▶ Extrait du document:
*-*-*

Le jeudi 27 janvier 2005


Trois raisons d'écrire encore
Pierre Foglia, La Presse

Nerver complain je veux bien. Mais never explain ? Comment ne pas m'expliquer quand je vous vois si loin dans le champ. Hé, ho, lecteurs, où allez-vous par là ? Vous me cherchez où je ne suis pas. Revenez un peu qu'on cause. Que je vous dise quelques petites choses, et puis que l'on refasse un bout ensemble, le dernier sûrement.

Je tiens cette chronique depuis plus de 30 ans et, oui, j'ai toujours plaisir à l'écrire. Et, oui, j'ai toujours mille choses à vous dire (mettons trois), de préférence minuscules, plus elles sont petites, plus c'est amusant, plus j'ai de plaisir à les polir, par exemple, juste à l'instant où je vous entretiens passent dans mon champ une mère coyote et son petit. L'oeil rivé sur mon écran, je les aurais manqués. C'est ma fiancée qui me crie d'en bas : regarde à la clôture. La mère est assises sur son cul. Le petit joue. Il s'éloigne, revient, hésite, tourne autour de sa mère, semble lui dire : tu m'attraperas pas, lalalère. La mère a l'air d'une vraie maman assise sur un banc, dans un parc. Elle tricoterait si elle savait.

C'est mon exercice préféré depuis 30 ans. Mais non, pas tricoter. Faire passer des coyotes dans ce journal comme ils passent dans mon champ, avec le même incomparable détachement, avec ce même trottinement léger, aérien, qui, en pleine page 5, en pleine actualité, les met pourtant hors d'atteinte des tsunamis et des Guy Cloutier. J'aime ce métier. J'aime écrire. Mais pas plus que la confiture de mirabelles, pas plus que mes chats, j'aime écrire mais j'aime aussi ne pas écrire. Lundi, par exemple. Lundi, j'ai pas écrit. J'allais m'y mettre quand, en déblayant mon bureau, je suis tombé sur un livre acheté l'autre semaine à la Maison des cyclistes, sur Rachel, et puis oublié sous une tonne de paperasse. Bicycling Cuba, 50 days of detailed rides, from Pinar del Rio to Santiago de Cuba. C'est pas un livre que vous aimeriez. Pour vous donner une idée, en l'ouvrant au hasard on tombe sur ce genre de prose :

KILOMÈTRE 14 - début de la montée du col de La Farola. Toute de suite très pentue, la minuscule route asphaltée se fraie un chemin entre les palétuviers et les bougainvillées roses.

*-*-*

▶ Données fournies:
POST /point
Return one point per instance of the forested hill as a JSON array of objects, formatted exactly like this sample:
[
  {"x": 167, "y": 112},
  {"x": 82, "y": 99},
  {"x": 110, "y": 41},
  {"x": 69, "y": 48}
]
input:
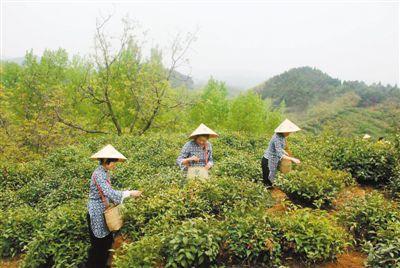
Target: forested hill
[
  {"x": 316, "y": 100},
  {"x": 304, "y": 87}
]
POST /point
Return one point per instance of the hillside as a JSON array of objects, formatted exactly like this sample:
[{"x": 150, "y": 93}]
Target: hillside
[{"x": 317, "y": 100}]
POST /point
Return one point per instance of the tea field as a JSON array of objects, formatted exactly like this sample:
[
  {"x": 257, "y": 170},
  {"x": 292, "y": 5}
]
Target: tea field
[{"x": 343, "y": 199}]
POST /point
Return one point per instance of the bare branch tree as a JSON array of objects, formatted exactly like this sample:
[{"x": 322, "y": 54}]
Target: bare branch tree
[{"x": 75, "y": 126}]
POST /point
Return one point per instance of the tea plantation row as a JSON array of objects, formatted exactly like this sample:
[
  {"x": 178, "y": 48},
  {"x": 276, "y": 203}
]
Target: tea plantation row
[{"x": 224, "y": 221}]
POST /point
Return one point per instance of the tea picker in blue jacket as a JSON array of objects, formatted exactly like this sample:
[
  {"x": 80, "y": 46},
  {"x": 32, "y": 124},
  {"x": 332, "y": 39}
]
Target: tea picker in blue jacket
[
  {"x": 198, "y": 151},
  {"x": 101, "y": 238},
  {"x": 276, "y": 151}
]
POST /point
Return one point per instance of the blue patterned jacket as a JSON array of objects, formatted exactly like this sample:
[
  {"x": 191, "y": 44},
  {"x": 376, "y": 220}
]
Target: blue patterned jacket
[
  {"x": 274, "y": 153},
  {"x": 95, "y": 205},
  {"x": 191, "y": 148}
]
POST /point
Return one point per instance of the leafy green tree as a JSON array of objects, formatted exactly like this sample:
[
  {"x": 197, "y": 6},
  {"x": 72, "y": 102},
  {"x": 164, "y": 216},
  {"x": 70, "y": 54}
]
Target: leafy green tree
[
  {"x": 249, "y": 113},
  {"x": 212, "y": 107}
]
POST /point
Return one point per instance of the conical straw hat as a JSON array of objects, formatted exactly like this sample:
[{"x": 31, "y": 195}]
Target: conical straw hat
[
  {"x": 203, "y": 130},
  {"x": 287, "y": 126},
  {"x": 108, "y": 152}
]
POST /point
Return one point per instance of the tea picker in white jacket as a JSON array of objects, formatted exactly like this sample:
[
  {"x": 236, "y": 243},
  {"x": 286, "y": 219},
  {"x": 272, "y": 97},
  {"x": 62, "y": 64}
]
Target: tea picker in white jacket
[
  {"x": 276, "y": 151},
  {"x": 101, "y": 238},
  {"x": 198, "y": 151}
]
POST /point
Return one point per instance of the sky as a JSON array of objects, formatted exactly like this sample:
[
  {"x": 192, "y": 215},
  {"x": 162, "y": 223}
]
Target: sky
[{"x": 240, "y": 42}]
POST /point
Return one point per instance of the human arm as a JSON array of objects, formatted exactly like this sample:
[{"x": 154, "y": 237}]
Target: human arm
[
  {"x": 282, "y": 154},
  {"x": 184, "y": 157},
  {"x": 210, "y": 160}
]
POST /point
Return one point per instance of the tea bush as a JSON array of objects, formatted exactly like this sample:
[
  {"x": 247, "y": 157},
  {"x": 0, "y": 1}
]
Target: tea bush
[
  {"x": 314, "y": 186},
  {"x": 195, "y": 243},
  {"x": 367, "y": 161},
  {"x": 313, "y": 236},
  {"x": 251, "y": 238},
  {"x": 244, "y": 166},
  {"x": 224, "y": 220},
  {"x": 17, "y": 176},
  {"x": 63, "y": 241},
  {"x": 145, "y": 252},
  {"x": 385, "y": 251},
  {"x": 193, "y": 199},
  {"x": 17, "y": 229},
  {"x": 364, "y": 216}
]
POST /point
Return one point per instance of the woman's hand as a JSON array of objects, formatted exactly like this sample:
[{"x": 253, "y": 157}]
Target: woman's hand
[
  {"x": 135, "y": 193},
  {"x": 295, "y": 160}
]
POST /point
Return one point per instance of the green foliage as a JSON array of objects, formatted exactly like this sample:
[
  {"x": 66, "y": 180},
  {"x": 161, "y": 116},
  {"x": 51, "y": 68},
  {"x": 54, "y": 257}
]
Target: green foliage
[
  {"x": 18, "y": 226},
  {"x": 251, "y": 238},
  {"x": 364, "y": 216},
  {"x": 313, "y": 236},
  {"x": 249, "y": 113},
  {"x": 226, "y": 218},
  {"x": 212, "y": 107},
  {"x": 245, "y": 167},
  {"x": 145, "y": 252},
  {"x": 367, "y": 161},
  {"x": 63, "y": 241},
  {"x": 195, "y": 243},
  {"x": 385, "y": 251},
  {"x": 314, "y": 186}
]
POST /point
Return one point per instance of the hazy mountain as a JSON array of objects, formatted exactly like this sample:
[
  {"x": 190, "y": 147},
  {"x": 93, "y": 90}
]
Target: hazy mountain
[
  {"x": 304, "y": 87},
  {"x": 316, "y": 100}
]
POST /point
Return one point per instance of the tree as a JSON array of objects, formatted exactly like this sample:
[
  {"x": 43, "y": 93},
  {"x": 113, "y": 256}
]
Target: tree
[
  {"x": 249, "y": 113},
  {"x": 212, "y": 107},
  {"x": 129, "y": 92}
]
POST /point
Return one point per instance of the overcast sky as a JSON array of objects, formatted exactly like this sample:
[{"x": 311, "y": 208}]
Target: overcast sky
[{"x": 241, "y": 43}]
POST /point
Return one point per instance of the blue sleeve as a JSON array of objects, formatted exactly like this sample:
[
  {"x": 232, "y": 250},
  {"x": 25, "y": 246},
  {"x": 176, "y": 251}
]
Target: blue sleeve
[
  {"x": 210, "y": 158},
  {"x": 279, "y": 145},
  {"x": 113, "y": 195},
  {"x": 185, "y": 153}
]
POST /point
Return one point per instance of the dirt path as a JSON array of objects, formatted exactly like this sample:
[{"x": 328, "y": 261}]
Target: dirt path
[
  {"x": 10, "y": 263},
  {"x": 351, "y": 192}
]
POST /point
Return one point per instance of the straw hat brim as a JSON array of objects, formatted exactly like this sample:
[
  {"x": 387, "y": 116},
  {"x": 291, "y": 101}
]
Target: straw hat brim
[
  {"x": 287, "y": 126},
  {"x": 203, "y": 130},
  {"x": 108, "y": 152}
]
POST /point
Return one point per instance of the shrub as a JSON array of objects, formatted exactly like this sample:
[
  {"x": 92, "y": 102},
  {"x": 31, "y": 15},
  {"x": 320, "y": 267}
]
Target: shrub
[
  {"x": 251, "y": 238},
  {"x": 195, "y": 243},
  {"x": 314, "y": 186},
  {"x": 143, "y": 253},
  {"x": 367, "y": 161},
  {"x": 195, "y": 198},
  {"x": 385, "y": 252},
  {"x": 17, "y": 176},
  {"x": 394, "y": 187},
  {"x": 17, "y": 228},
  {"x": 64, "y": 240},
  {"x": 240, "y": 166},
  {"x": 312, "y": 236},
  {"x": 224, "y": 194},
  {"x": 364, "y": 216}
]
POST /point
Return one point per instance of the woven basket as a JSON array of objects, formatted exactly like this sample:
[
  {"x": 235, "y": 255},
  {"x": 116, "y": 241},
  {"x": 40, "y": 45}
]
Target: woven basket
[
  {"x": 197, "y": 173},
  {"x": 113, "y": 218},
  {"x": 285, "y": 166}
]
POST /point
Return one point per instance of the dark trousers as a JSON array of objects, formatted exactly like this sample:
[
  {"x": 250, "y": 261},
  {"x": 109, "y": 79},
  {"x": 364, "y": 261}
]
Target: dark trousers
[
  {"x": 265, "y": 169},
  {"x": 99, "y": 249}
]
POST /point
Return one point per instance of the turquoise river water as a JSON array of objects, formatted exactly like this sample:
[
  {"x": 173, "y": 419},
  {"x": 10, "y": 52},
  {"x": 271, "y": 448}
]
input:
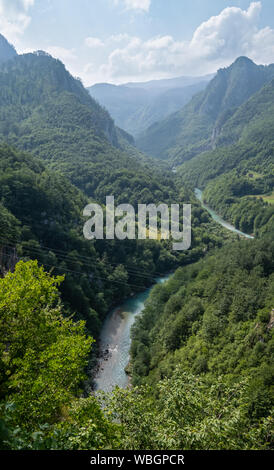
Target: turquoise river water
[{"x": 115, "y": 335}]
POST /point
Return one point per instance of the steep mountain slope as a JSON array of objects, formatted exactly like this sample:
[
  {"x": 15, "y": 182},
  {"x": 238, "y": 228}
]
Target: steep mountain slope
[
  {"x": 7, "y": 51},
  {"x": 136, "y": 106},
  {"x": 196, "y": 127},
  {"x": 238, "y": 176},
  {"x": 44, "y": 110}
]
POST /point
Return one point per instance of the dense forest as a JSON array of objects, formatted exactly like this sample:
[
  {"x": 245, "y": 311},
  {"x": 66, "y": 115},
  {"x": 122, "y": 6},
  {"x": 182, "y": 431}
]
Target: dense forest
[{"x": 201, "y": 367}]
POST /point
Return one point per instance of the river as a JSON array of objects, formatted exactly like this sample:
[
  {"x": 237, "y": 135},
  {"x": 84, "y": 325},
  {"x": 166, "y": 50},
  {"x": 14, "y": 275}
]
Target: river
[
  {"x": 217, "y": 218},
  {"x": 115, "y": 334},
  {"x": 115, "y": 337}
]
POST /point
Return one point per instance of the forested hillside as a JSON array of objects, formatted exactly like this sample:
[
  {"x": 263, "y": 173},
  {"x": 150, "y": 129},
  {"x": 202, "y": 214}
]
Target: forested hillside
[
  {"x": 7, "y": 51},
  {"x": 75, "y": 154},
  {"x": 194, "y": 129},
  {"x": 135, "y": 107},
  {"x": 201, "y": 367},
  {"x": 239, "y": 174}
]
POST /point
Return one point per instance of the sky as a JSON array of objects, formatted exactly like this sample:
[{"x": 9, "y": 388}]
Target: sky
[{"x": 118, "y": 41}]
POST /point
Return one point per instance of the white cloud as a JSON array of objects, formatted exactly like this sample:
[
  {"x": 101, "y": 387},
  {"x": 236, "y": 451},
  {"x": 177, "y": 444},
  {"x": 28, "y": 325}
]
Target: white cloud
[
  {"x": 62, "y": 53},
  {"x": 93, "y": 42},
  {"x": 143, "y": 5},
  {"x": 14, "y": 18},
  {"x": 215, "y": 43}
]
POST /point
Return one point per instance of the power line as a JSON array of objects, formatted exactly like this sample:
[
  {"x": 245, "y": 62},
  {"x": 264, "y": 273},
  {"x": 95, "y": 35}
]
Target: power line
[
  {"x": 64, "y": 255},
  {"x": 99, "y": 277}
]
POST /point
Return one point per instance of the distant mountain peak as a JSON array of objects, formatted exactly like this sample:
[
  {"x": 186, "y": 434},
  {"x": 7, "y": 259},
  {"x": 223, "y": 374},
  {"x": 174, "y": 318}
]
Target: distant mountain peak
[{"x": 7, "y": 51}]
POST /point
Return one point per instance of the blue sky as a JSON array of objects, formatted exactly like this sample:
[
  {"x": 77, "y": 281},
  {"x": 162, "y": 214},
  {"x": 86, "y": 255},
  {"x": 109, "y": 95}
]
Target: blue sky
[{"x": 134, "y": 40}]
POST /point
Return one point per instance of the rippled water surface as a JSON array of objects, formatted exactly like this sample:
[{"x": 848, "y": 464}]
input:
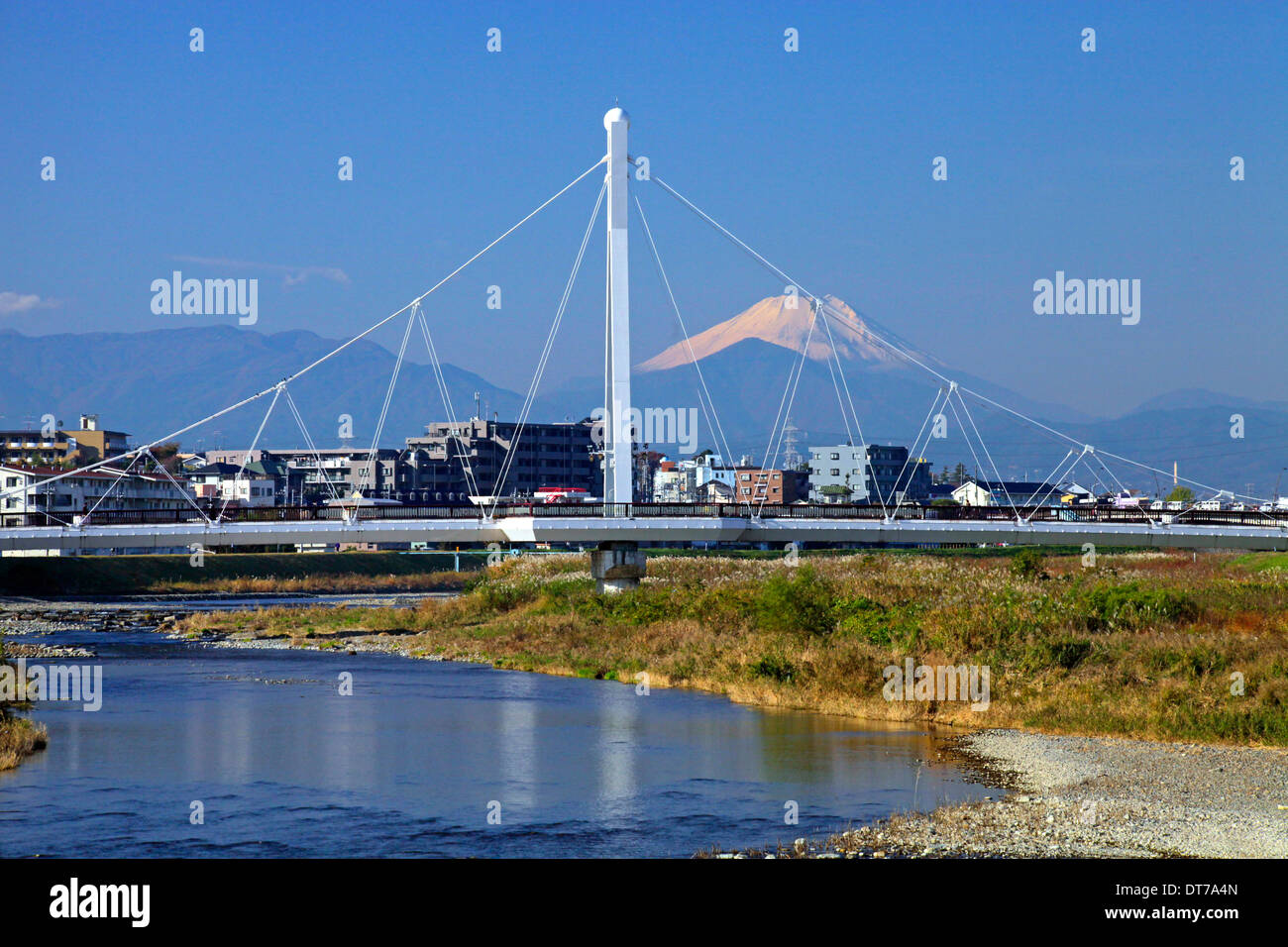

*-*-*

▶ Travail à faire: Poursuivez la chronique sur les raisons d'écrire encore, juste après la phrase sur la montée du col de La Farola.

▶ La réponse:
KILOMÈTRE 32,6 - Vous entrez dans le village de Cajobabas...

Le genre de livre qui me transporte, au sens littéral du mot, comme le font rarement les romans. Je sens l'odeur poivrée des bougainvillées, drette là. Je monte le col en danseuse. Pas très en forme à cette époque de l'année, je me suis arrêté souvent dans la montée. À Cajobabas, un petit village de rien du tout, j'ai eu tout d'un coup la fringale. Fiancée j'ai faim ! Me ferais-tu des tacos ?

Des quoi ?

Des tacos.

Elle m'a monté de la soupe au panais qui restait d'hier. C'est bon aussi, c'est pas cubain, c'est plutôt suisse. Je me suis replongé dans mon livre. Où en étais-je donc ? Ah oui :

KILOMÈTRE 55,6 - Imias, charmante petite ville regroupée autour de la Casa de la Cultura...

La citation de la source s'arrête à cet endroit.